- Instrução A -
Retorne todas as linhas dos registros em que aparece a palavra "rose".

- Texto citado -

Boa tarde, meus colegas de profissão.
Estou um pouco rouca hoje. Desculpem-me.
Boa tarde, meus colegas pesquisadores da área de arquivo.
Boa tarde, Exmo. Deputado Glauber Braga.
Agradeço de antemão a oportunidade dada à nossa comunidade de se expressar com relação a um tema tão importante para nós.
Hoje eu venho aqui falar não só como pesquisadora, mas também como arquivista, como servidora pública, como professora da Universidade de Brasília e como cidadã.
Peço desculpas, Deputado, se em alguns momentos a fala for um pouco acalorada ou aguerrida, mas é porque o tema é muito caro para nós, é um tema muito sensível, objeto da nossa profissão.
Para nós, os arquivos são muito caros, são objetos da nossa profissão, são fruto das nossas atividades, do nosso dia a dia. É onde o Estado registra suas ações, onde há registros contundentes do espelho da nossa sociedade. Estão lá nos arquivos a história, a história do que fomos, a história do que somos e a história do que seremos.

- Registros listados -
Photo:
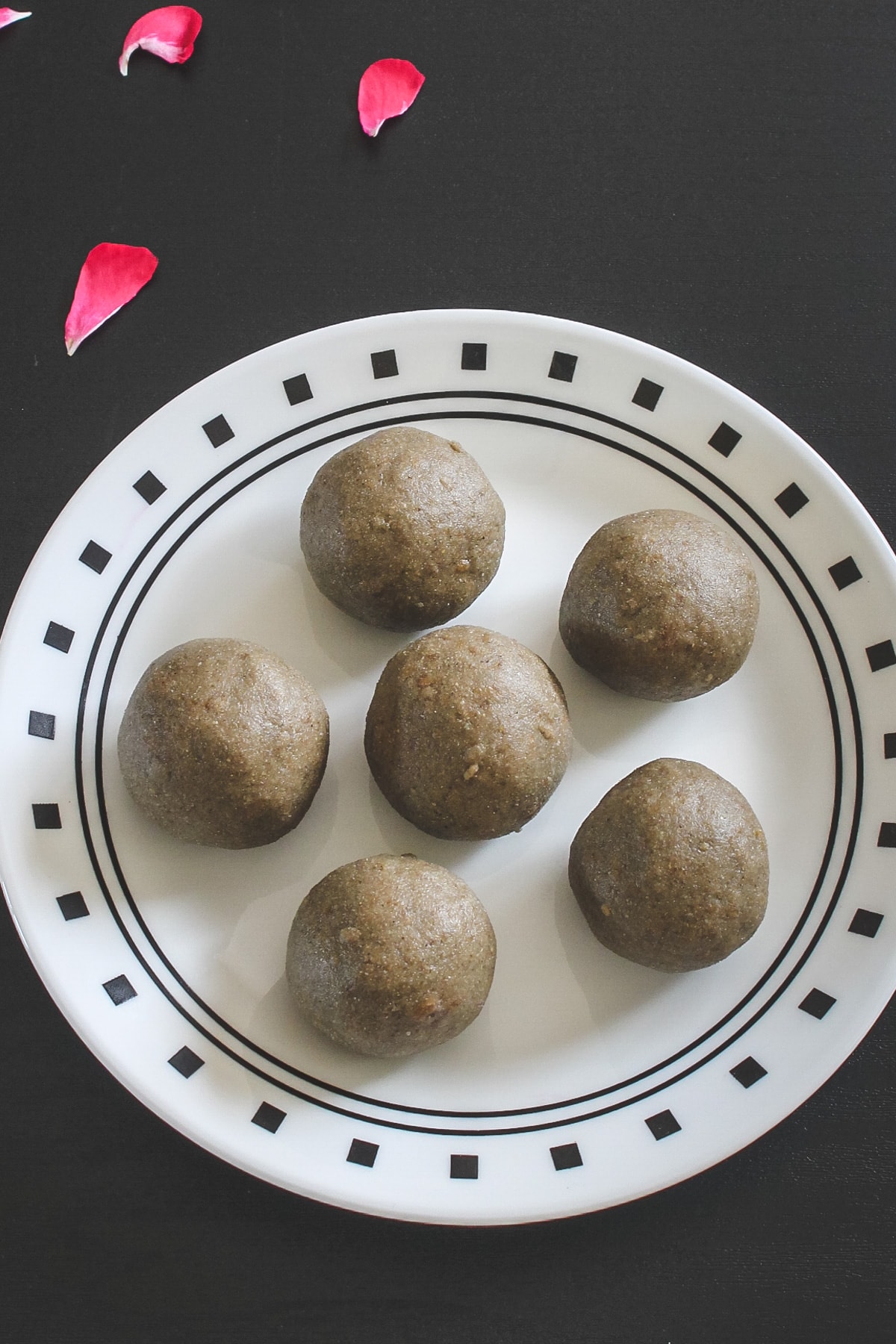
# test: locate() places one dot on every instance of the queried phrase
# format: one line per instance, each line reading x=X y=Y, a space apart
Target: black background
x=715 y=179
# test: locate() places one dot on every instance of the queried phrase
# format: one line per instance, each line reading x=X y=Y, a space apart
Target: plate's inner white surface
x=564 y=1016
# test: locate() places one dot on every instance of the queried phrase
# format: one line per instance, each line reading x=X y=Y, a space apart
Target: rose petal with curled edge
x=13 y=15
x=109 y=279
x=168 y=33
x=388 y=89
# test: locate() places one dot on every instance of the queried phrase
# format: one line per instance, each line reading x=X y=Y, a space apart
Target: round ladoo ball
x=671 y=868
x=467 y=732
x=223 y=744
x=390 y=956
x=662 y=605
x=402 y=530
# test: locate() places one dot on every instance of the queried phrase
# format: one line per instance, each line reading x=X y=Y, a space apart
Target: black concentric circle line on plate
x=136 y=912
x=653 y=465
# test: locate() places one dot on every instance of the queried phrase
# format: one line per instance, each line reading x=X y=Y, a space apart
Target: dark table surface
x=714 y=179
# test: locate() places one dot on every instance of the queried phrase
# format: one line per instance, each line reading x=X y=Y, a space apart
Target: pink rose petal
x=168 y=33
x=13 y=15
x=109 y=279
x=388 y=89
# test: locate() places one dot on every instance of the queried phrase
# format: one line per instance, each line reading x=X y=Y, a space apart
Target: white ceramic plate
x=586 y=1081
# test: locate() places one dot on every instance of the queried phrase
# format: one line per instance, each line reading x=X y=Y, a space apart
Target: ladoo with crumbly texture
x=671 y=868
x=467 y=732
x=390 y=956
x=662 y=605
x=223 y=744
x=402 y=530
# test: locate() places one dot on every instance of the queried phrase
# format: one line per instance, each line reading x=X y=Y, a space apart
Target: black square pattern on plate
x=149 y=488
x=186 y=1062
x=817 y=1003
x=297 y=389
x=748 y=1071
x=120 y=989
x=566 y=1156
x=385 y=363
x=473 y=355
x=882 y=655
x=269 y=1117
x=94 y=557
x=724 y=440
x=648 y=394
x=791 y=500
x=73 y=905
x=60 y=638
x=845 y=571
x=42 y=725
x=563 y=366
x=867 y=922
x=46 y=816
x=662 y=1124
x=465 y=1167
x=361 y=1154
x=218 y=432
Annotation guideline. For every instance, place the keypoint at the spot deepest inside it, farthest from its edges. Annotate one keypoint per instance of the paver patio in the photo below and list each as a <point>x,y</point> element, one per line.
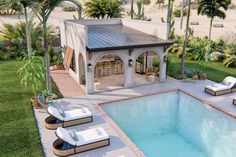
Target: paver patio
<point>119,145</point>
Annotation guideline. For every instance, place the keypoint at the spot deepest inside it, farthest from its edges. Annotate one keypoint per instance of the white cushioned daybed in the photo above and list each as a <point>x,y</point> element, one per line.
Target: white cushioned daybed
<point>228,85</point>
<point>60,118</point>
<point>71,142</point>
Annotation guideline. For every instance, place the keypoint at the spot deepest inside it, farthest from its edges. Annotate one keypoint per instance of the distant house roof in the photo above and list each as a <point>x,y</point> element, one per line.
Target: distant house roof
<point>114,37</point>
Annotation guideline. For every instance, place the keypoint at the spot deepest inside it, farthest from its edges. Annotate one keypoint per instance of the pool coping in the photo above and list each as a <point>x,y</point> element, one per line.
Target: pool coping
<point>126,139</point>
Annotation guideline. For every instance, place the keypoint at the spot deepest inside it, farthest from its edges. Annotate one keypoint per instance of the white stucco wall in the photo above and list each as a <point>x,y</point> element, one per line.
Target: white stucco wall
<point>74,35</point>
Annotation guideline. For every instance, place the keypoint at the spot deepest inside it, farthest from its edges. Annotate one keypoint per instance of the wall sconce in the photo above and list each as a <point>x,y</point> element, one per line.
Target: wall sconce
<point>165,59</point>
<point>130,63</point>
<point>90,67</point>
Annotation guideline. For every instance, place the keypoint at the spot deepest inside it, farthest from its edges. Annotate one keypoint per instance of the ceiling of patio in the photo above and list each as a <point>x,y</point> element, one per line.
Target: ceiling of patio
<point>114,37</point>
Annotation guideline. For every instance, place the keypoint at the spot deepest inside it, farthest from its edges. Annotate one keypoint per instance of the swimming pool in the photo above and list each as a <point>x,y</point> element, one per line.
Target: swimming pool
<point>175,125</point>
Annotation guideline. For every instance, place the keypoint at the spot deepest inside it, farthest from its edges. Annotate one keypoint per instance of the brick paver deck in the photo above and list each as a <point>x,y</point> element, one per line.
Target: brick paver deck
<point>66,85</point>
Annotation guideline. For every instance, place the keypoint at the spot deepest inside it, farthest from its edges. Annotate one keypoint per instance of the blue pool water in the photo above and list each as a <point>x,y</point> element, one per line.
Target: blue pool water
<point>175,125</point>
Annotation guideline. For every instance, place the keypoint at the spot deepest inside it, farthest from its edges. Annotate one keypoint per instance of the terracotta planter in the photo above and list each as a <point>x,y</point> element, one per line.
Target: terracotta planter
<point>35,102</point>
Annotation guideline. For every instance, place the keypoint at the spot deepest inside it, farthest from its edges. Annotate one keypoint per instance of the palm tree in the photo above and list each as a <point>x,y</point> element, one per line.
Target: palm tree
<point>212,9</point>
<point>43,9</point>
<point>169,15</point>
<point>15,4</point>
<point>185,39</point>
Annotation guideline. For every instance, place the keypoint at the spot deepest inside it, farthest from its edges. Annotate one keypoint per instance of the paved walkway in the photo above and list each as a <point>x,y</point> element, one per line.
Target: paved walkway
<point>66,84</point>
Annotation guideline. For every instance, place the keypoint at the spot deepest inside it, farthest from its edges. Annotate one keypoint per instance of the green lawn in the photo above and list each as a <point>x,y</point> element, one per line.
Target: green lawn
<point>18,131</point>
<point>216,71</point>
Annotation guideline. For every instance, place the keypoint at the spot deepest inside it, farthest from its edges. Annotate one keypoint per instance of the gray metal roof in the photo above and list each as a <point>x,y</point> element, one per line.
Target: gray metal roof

- Instrução B -
Responda às perguntas abaixo com base no texto citado.
(i) Qual deputado é saudado nominalmente no texto citado?
(ii) De qual universidade a pessoa que fala se declara professora?
(iii) Segundo o texto citado, onde o Estado registra suas ações?

- Resolução A -
Target: rose petal with curled edge
Target: pink rose petal

- Resolução B -
(i) O Deputado Glauber Braga.
(ii) Da Universidade de Brasília.
(iii) Nos arquivos.